#### Work to do
Could you update the data, starting at its beginning and ending at the line that contains "[458,283,495,420]", so that "sofa" becomes "couch" and nothing else changes? Leave the pictures out of your answer.

#### Record extracts
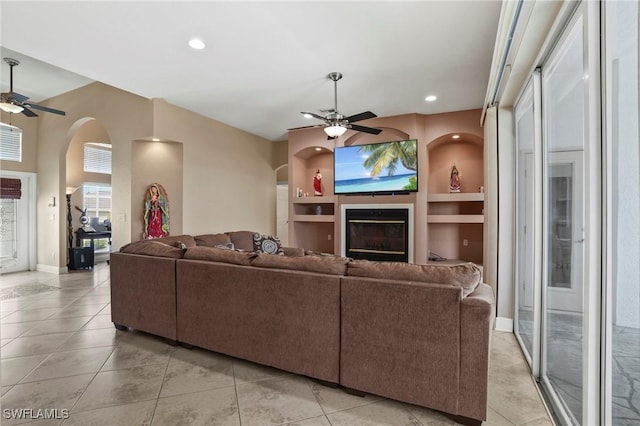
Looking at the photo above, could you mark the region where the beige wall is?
[288,110,483,263]
[27,83,276,272]
[32,83,152,272]
[153,99,276,235]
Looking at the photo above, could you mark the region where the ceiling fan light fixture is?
[324,125,347,138]
[189,38,205,50]
[0,102,24,114]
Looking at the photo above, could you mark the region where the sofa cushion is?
[347,260,482,296]
[304,250,335,256]
[282,246,304,257]
[226,231,255,251]
[253,232,284,256]
[251,253,349,275]
[120,238,184,259]
[198,234,231,247]
[184,246,256,266]
[147,234,196,248]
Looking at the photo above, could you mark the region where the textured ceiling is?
[0,0,501,140]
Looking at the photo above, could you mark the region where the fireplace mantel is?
[340,203,414,263]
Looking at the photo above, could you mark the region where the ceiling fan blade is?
[287,124,325,131]
[22,107,38,117]
[300,111,327,121]
[349,124,382,135]
[24,104,66,115]
[345,111,377,123]
[2,92,29,102]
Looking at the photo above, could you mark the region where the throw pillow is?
[120,240,184,259]
[251,254,349,275]
[184,246,256,266]
[213,243,235,251]
[226,231,255,251]
[253,232,284,256]
[194,234,231,247]
[347,260,482,296]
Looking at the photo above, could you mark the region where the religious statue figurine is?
[449,164,461,192]
[313,169,322,197]
[142,183,169,240]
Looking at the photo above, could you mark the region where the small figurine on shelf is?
[449,164,462,192]
[142,183,169,240]
[313,169,322,197]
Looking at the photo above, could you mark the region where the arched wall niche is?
[131,139,184,241]
[427,132,484,193]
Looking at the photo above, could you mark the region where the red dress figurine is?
[313,169,322,197]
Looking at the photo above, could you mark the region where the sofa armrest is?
[462,283,496,306]
[458,283,495,420]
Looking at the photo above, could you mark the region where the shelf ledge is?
[293,214,335,222]
[427,214,484,223]
[427,192,484,203]
[292,195,336,204]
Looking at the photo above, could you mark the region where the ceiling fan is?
[0,58,65,117]
[301,72,382,139]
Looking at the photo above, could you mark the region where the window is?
[82,183,111,223]
[0,123,22,162]
[84,142,111,175]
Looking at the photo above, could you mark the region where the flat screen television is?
[333,139,418,195]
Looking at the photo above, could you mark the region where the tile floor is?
[0,264,553,426]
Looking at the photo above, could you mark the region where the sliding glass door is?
[514,1,640,426]
[514,72,542,370]
[604,1,640,425]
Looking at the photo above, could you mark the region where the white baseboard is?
[36,263,68,275]
[494,317,513,333]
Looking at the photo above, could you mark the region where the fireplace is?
[342,204,413,262]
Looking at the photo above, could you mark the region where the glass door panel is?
[514,78,540,364]
[605,1,640,425]
[541,9,587,424]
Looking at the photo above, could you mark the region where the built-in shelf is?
[293,214,335,223]
[427,192,484,203]
[427,214,484,223]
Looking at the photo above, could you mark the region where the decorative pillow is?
[213,243,235,251]
[151,234,196,248]
[282,246,304,257]
[251,253,350,275]
[120,240,184,259]
[184,246,256,266]
[253,232,284,256]
[226,231,255,251]
[304,250,335,256]
[194,234,231,247]
[347,260,482,296]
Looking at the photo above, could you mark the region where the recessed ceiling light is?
[189,38,204,50]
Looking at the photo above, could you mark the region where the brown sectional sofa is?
[110,232,495,424]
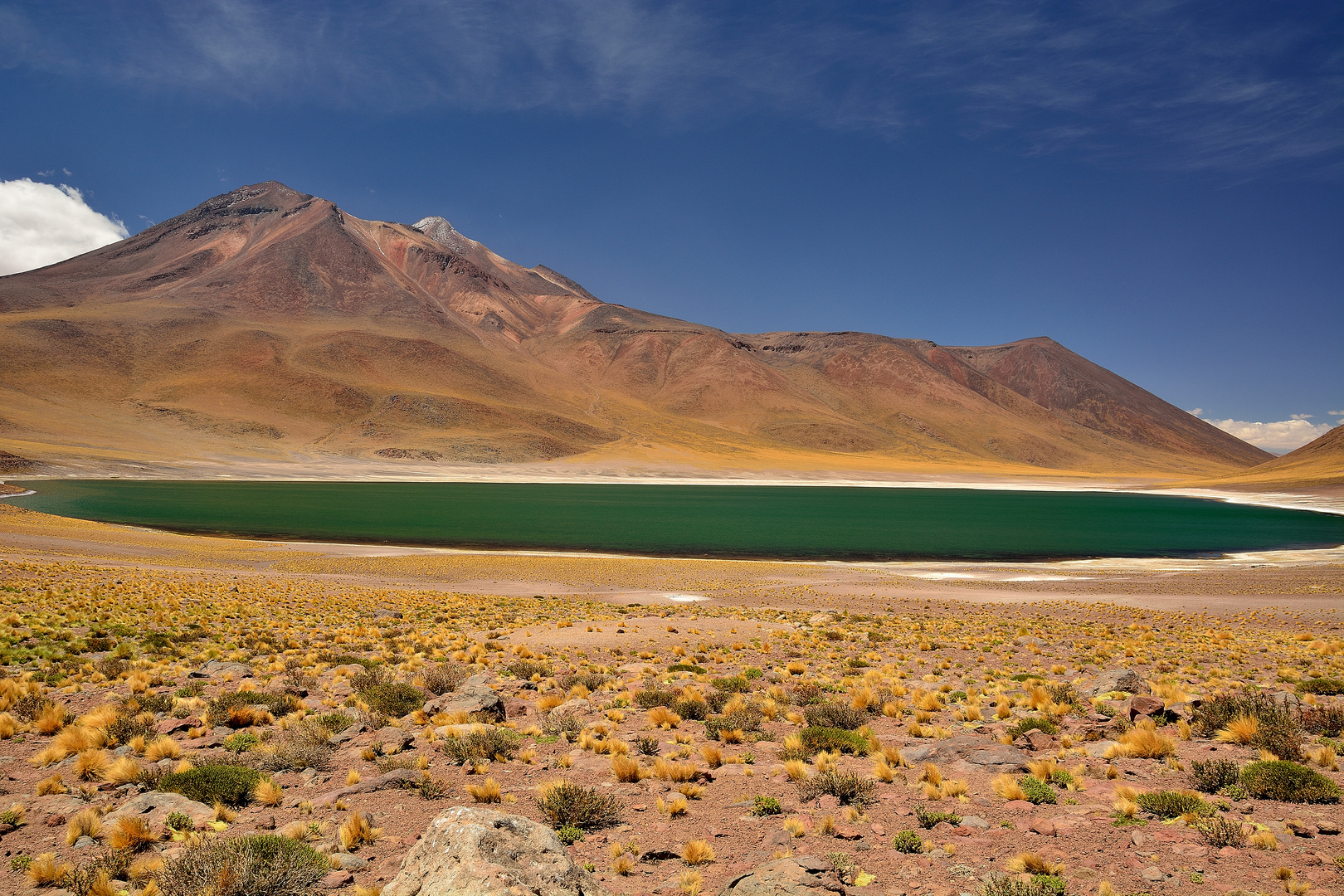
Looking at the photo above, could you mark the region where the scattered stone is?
[719,855,845,896]
[383,806,607,896]
[1079,669,1149,697]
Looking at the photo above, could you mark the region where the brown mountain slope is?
[0,177,1269,475]
[1182,426,1344,489]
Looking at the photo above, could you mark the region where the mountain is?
[0,177,1270,477]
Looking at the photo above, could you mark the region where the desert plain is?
[0,494,1344,896]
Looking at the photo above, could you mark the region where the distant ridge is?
[0,182,1269,477]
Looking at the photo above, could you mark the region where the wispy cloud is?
[0,178,128,274]
[1191,407,1335,454]
[0,0,1344,176]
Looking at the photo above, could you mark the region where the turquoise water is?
[9,480,1344,560]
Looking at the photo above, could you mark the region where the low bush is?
[915,803,961,830]
[359,681,426,718]
[1008,716,1059,738]
[1190,759,1242,794]
[752,796,783,816]
[1242,759,1340,803]
[1195,689,1303,759]
[158,766,261,806]
[444,728,522,766]
[1195,816,1246,849]
[635,688,681,716]
[1017,775,1059,806]
[802,703,869,731]
[798,725,869,757]
[536,781,621,830]
[1297,707,1344,738]
[421,660,475,697]
[1134,790,1214,818]
[504,660,553,681]
[797,768,878,807]
[1297,679,1344,697]
[891,830,923,853]
[156,835,331,896]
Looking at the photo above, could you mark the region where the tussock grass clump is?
[1242,759,1340,803]
[156,835,331,896]
[536,781,621,830]
[444,728,523,766]
[359,681,427,718]
[1195,689,1303,759]
[158,766,261,806]
[796,768,878,807]
[1190,759,1242,794]
[791,725,869,759]
[802,703,869,731]
[1008,716,1059,738]
[1134,790,1214,818]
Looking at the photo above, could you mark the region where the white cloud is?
[0,178,129,275]
[1208,414,1331,454]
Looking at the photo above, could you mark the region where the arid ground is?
[0,505,1344,896]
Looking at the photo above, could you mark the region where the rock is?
[102,791,215,827]
[1078,669,1149,697]
[317,870,355,889]
[425,679,507,722]
[313,768,422,806]
[187,660,253,679]
[383,806,607,896]
[719,855,845,896]
[1024,728,1055,752]
[329,853,368,870]
[1129,694,1166,722]
[327,722,368,747]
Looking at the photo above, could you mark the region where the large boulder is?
[425,684,508,722]
[102,790,215,827]
[383,806,609,896]
[720,855,845,896]
[1079,669,1149,697]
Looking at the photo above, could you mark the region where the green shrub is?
[1008,716,1059,738]
[555,825,583,846]
[752,796,783,816]
[504,660,553,681]
[158,766,261,806]
[1017,775,1059,806]
[891,830,923,853]
[670,699,709,722]
[359,681,426,718]
[1297,679,1344,697]
[798,725,869,757]
[915,803,961,830]
[158,835,331,896]
[536,781,621,830]
[1242,759,1340,803]
[444,728,522,766]
[797,768,878,807]
[802,703,869,731]
[635,688,681,714]
[1297,707,1344,738]
[1134,790,1214,818]
[1195,688,1303,759]
[1190,759,1242,794]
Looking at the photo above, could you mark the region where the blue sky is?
[0,0,1344,448]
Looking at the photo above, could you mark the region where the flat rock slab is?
[104,791,215,825]
[383,806,609,896]
[719,855,845,896]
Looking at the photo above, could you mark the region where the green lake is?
[7,480,1344,560]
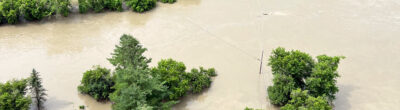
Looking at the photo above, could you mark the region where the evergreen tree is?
[108,34,151,69]
[29,69,47,110]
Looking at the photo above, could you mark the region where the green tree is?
[267,74,297,106]
[20,0,54,21]
[29,69,47,110]
[0,79,32,110]
[0,0,21,24]
[281,88,332,110]
[110,66,176,110]
[160,0,176,3]
[78,66,114,101]
[306,55,344,100]
[152,59,190,100]
[268,47,314,87]
[125,0,156,13]
[108,34,151,69]
[187,67,217,93]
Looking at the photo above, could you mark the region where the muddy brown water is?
[0,0,400,110]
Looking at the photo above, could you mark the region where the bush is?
[306,55,344,100]
[0,0,21,24]
[152,59,190,100]
[281,89,332,110]
[187,67,217,93]
[267,74,297,106]
[152,59,217,100]
[0,79,32,110]
[125,0,156,13]
[268,47,344,110]
[268,47,314,87]
[78,66,114,100]
[21,0,54,21]
[78,0,122,13]
[108,34,151,69]
[160,0,176,3]
[28,69,47,110]
[110,67,176,110]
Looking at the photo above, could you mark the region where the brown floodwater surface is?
[0,0,400,110]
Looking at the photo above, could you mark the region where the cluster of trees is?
[0,69,47,110]
[0,0,71,24]
[267,47,344,110]
[0,0,176,24]
[78,35,217,110]
[78,0,122,13]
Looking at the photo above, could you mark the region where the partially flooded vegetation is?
[0,0,400,110]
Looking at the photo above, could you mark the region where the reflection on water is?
[0,0,400,110]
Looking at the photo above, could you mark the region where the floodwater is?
[0,0,400,110]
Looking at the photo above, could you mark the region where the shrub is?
[108,34,151,69]
[21,0,54,21]
[267,74,297,106]
[160,0,176,3]
[268,47,314,87]
[78,66,114,100]
[187,67,217,93]
[0,0,21,24]
[267,47,344,110]
[0,79,31,110]
[110,67,176,110]
[281,89,332,110]
[306,55,344,100]
[152,59,190,100]
[28,69,47,110]
[125,0,156,13]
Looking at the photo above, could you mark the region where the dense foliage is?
[110,67,176,110]
[0,79,31,110]
[108,34,151,69]
[160,0,176,3]
[267,47,344,110]
[267,74,296,106]
[0,0,21,24]
[152,59,216,100]
[125,0,156,12]
[20,0,54,21]
[281,89,332,110]
[78,66,114,100]
[28,69,47,110]
[0,0,71,24]
[78,0,122,13]
[306,55,344,100]
[152,59,190,100]
[0,0,176,24]
[74,34,217,110]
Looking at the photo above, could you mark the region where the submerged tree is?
[268,47,344,110]
[108,34,151,69]
[29,69,47,110]
[0,79,32,110]
[78,66,114,101]
[281,89,332,110]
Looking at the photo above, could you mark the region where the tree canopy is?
[28,69,47,110]
[78,66,114,100]
[0,79,32,110]
[78,34,217,110]
[267,47,344,110]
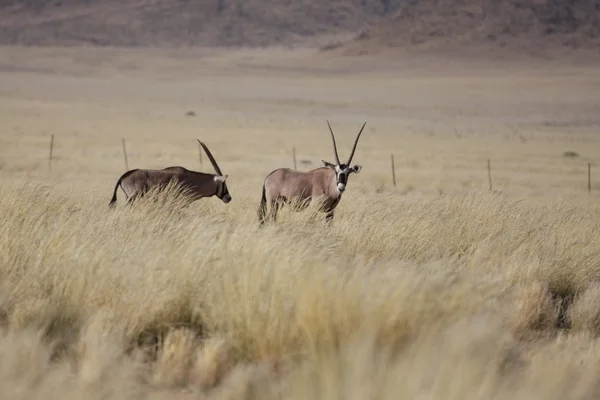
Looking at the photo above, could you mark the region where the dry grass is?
[0,49,600,399]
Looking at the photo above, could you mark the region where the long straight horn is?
[346,121,367,165]
[196,139,223,176]
[327,120,341,165]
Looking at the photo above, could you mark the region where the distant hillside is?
[329,0,600,54]
[0,0,406,46]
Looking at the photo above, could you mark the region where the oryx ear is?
[321,160,335,169]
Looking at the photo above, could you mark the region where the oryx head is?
[196,139,231,203]
[321,121,367,192]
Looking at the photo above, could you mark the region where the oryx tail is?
[108,168,138,207]
[258,184,267,225]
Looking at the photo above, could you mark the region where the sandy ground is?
[0,48,600,203]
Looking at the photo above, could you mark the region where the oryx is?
[258,121,367,225]
[109,140,231,207]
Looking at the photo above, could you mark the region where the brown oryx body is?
[109,141,231,206]
[258,121,367,225]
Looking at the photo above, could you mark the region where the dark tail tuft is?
[258,184,267,225]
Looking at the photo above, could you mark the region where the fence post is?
[292,146,298,171]
[121,138,129,171]
[390,154,396,187]
[488,158,492,192]
[48,133,54,171]
[588,163,592,193]
[198,142,202,171]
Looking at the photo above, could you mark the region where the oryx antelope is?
[109,140,231,207]
[258,121,367,225]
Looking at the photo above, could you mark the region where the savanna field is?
[0,47,600,400]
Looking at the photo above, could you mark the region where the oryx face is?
[321,121,367,193]
[215,175,231,204]
[198,139,231,204]
[321,160,362,193]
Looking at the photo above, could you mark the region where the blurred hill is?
[329,0,600,55]
[0,0,600,54]
[0,0,405,47]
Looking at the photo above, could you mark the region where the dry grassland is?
[0,48,600,400]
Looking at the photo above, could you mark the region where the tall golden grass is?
[0,44,600,400]
[0,179,600,399]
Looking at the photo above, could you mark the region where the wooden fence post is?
[292,146,298,171]
[121,138,129,171]
[488,158,492,192]
[48,133,54,171]
[390,154,396,187]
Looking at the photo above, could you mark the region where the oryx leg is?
[269,196,287,222]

#### Exercise solution
Looking at the photo above, could you mark the region where the beige wall is?
[288,110,483,263]
[27,83,276,272]
[32,83,152,272]
[153,99,276,235]
Looking at the photo above, could you mark the region where the ceiling fan light fixture is?
[324,125,347,138]
[189,38,205,50]
[0,102,24,114]
Looking at the photo above, could you mark the region where the couch cushion is?
[347,260,482,296]
[304,250,335,256]
[282,246,304,257]
[226,231,255,251]
[253,232,284,256]
[251,253,349,275]
[120,238,184,259]
[198,234,231,247]
[184,246,256,266]
[147,234,196,248]
Looking at the photo above, could you mark the region where the textured ceiling is?
[0,0,501,140]
Looking at the photo above, could you mark the region where the fireplace mantel is?
[340,203,414,263]
Looking at the photo above, could you mark the region where the ceiling fan blade is?
[287,124,325,131]
[22,107,38,117]
[300,111,327,121]
[349,124,382,135]
[24,104,66,115]
[345,111,377,123]
[2,92,29,102]
Looking at the photo above, could you mark the region where the throw pillow is?
[120,240,184,259]
[251,254,349,275]
[184,246,256,266]
[213,243,235,251]
[226,231,255,251]
[253,232,284,256]
[194,234,231,247]
[347,260,482,296]
Looking at the photo above, could you mark the region where the religious statue figurine is?
[449,164,461,192]
[313,169,322,197]
[142,183,169,240]
Looking at the photo above, could you mark the region where the small figurine on shelf is?
[449,164,462,192]
[142,183,169,240]
[313,169,322,197]
Looking at the photo above, could you mark the region where the arched wall niche is?
[131,139,184,241]
[427,132,484,193]
Looking at the photo above, could you mark the region where the red dress figurine is?
[313,169,322,197]
Looking at the photo above, could you mark the region where the couch armrest is?
[462,283,496,306]
[458,283,495,420]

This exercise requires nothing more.